● **Extrait choisi**:
--*--
Oppositions, revendications et criminalisation

Selon les prisonniers politiques mapuches de la prison d’Angol, le conflit actuel est une lutte historique qui « est pour notre droit à exister dans la dignité, à récupérer notre terre, à défendre et protéger nos ressources naturelles. C’est aussi une lutte pour l’autonomie, la libre détermination du peuple mapuche et la récupération de notre tissu politique, économique et culturel » (19). De façon générale, la lutte des Mapuches peut être décrite comme une guerre contre le néolibéralisme où ces derniers défendent des formes d’organisation qui ne sont pas liées aux relations sociales de l’économie de marché. S’ils se sont mobilisés contre la dictature, le réveil des Mapuches s’est fait véritablement au cours des années 1990 par un activisme grandissant. Au départ, cet activisme se traduisit par des occupations de terres des compagnies forestières et des grands latifundiaires ainsi que par les mobilisations contre les mégaprojets hydroélectriques, notamment celui de la compagnie espagnole Endesa sur la rivière Bío-Bío à El Ralco.
--*--
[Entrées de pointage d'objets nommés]

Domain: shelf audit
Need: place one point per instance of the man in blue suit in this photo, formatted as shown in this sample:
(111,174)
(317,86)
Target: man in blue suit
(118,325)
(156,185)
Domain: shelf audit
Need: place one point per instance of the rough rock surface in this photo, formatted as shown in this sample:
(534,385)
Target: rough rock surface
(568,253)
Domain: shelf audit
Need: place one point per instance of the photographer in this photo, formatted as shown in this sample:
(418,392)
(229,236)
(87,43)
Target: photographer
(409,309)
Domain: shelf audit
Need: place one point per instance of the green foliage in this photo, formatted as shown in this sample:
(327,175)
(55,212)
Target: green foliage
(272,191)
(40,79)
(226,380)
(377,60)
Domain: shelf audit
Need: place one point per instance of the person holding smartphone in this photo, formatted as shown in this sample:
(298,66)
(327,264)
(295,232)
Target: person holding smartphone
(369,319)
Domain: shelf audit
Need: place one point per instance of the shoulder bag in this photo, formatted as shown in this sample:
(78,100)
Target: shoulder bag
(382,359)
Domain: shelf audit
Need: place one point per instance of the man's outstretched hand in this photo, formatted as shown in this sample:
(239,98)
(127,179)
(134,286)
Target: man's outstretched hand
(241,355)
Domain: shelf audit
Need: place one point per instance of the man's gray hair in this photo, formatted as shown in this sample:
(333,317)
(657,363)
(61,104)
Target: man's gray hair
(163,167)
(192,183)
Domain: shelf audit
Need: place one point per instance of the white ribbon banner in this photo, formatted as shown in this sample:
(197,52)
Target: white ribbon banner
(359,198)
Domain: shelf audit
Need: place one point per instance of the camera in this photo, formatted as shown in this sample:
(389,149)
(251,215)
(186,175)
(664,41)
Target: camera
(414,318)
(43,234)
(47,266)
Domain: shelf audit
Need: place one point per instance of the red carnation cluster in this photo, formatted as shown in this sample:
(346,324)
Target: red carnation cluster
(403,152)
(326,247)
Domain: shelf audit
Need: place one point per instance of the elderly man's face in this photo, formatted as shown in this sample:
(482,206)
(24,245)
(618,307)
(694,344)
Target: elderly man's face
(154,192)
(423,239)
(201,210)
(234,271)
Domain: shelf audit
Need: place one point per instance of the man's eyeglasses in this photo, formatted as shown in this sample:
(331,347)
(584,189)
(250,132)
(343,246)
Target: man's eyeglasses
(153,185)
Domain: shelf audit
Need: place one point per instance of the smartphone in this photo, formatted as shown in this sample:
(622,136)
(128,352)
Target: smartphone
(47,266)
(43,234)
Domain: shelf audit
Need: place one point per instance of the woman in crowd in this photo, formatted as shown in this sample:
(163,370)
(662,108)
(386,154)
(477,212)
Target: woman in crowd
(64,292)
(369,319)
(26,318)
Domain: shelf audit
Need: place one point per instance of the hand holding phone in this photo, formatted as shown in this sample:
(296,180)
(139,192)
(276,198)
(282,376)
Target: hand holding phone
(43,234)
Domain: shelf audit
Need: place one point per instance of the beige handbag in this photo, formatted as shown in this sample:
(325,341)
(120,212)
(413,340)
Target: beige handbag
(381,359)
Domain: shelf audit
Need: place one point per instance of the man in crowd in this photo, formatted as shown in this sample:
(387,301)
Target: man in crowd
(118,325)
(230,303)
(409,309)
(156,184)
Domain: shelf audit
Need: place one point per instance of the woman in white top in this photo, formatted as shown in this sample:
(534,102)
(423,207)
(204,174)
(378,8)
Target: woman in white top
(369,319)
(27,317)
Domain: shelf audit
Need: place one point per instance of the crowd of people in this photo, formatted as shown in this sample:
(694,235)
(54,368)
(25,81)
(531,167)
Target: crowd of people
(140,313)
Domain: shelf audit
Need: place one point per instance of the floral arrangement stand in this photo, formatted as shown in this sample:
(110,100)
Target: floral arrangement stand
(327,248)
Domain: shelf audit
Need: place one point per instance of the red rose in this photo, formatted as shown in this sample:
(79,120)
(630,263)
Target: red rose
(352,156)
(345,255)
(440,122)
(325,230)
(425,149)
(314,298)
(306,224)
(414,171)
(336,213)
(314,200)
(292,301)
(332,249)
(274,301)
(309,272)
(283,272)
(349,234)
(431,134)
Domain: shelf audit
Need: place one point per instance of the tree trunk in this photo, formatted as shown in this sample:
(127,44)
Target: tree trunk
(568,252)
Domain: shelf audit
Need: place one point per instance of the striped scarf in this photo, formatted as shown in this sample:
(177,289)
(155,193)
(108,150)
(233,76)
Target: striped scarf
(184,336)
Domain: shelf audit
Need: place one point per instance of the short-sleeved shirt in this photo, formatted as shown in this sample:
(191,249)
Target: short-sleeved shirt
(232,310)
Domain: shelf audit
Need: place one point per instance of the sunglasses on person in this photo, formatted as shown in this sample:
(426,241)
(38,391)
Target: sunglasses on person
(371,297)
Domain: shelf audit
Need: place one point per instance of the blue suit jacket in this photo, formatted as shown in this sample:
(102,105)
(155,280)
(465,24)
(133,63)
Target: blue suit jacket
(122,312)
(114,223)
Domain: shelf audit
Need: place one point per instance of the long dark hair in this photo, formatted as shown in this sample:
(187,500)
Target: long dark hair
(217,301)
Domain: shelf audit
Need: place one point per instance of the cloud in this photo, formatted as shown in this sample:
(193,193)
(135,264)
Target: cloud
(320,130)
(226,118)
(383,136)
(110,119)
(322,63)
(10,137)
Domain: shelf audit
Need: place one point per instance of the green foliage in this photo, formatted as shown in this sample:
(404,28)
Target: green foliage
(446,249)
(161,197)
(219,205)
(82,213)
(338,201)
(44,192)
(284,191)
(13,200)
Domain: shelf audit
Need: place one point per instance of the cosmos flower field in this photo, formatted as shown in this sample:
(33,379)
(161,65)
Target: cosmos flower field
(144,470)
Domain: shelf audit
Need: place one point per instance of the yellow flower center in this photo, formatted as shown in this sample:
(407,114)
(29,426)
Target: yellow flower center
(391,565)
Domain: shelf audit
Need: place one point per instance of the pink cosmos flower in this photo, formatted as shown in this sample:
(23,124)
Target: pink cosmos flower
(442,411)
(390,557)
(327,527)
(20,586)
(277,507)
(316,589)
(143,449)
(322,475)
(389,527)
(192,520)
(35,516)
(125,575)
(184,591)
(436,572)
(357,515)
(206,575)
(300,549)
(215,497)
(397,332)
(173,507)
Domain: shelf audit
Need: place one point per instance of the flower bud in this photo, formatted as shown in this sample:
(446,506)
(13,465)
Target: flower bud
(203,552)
--*--
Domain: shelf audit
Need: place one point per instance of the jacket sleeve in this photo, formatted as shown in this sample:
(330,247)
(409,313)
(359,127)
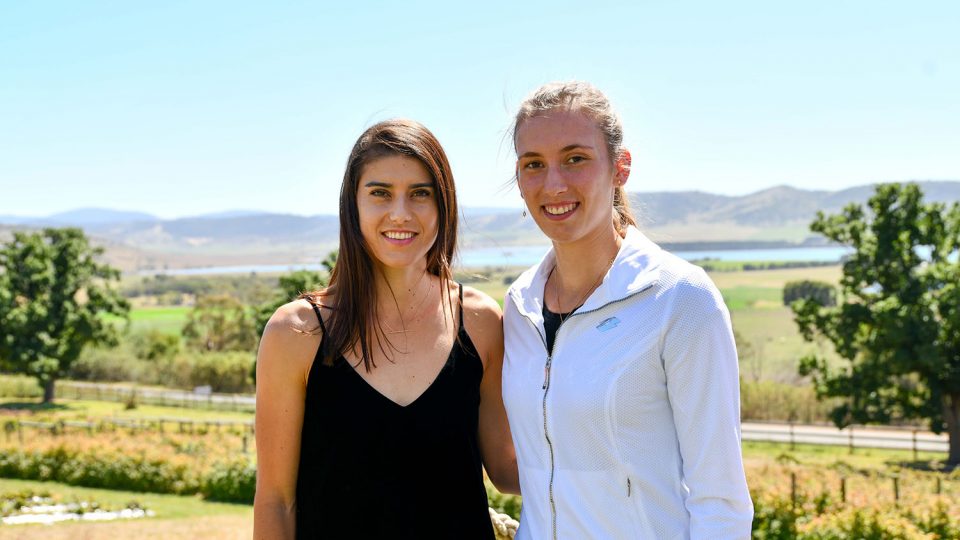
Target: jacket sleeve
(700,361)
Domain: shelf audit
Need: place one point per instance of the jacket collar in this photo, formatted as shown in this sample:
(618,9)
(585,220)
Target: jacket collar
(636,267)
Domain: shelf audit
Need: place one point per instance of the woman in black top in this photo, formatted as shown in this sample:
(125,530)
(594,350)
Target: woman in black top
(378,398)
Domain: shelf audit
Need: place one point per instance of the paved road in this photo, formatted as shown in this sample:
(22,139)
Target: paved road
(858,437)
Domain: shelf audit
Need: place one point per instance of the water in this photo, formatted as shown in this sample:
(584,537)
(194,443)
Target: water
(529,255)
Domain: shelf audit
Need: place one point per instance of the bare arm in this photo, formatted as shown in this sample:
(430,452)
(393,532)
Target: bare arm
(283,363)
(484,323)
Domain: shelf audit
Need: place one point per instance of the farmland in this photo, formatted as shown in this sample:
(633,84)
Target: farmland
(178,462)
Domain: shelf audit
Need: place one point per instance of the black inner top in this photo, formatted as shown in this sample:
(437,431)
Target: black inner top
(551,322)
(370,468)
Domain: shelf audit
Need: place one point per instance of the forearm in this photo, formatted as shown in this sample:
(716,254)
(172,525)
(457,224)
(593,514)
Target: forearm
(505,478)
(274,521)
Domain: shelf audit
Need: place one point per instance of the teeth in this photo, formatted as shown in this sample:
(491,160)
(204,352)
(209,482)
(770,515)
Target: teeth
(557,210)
--*--
● **Objectifs**:
a) D'après l'extrait sur la lutte mapuche, au cours de quelle décennie le réveil des Mapuches s'est-il véritablement fait ?
b) Dressez la liste de tout ce pour quoi, selon les prisonniers politiques mapuches de la prison d'Angol cités dans l'extrait sur la lutte mapuche, leur lutte est menée.

● **Réponses ci-dessous**:
a) Au cours des années 1990.

b)
- Le droit à exister dans la dignité
- La récupération de leur terre
- La défense et la protection de leurs ressources naturelles
- L'autonomie
- La libre détermination du peuple mapuche
- La récupération de leur tissu politique, économique et culturel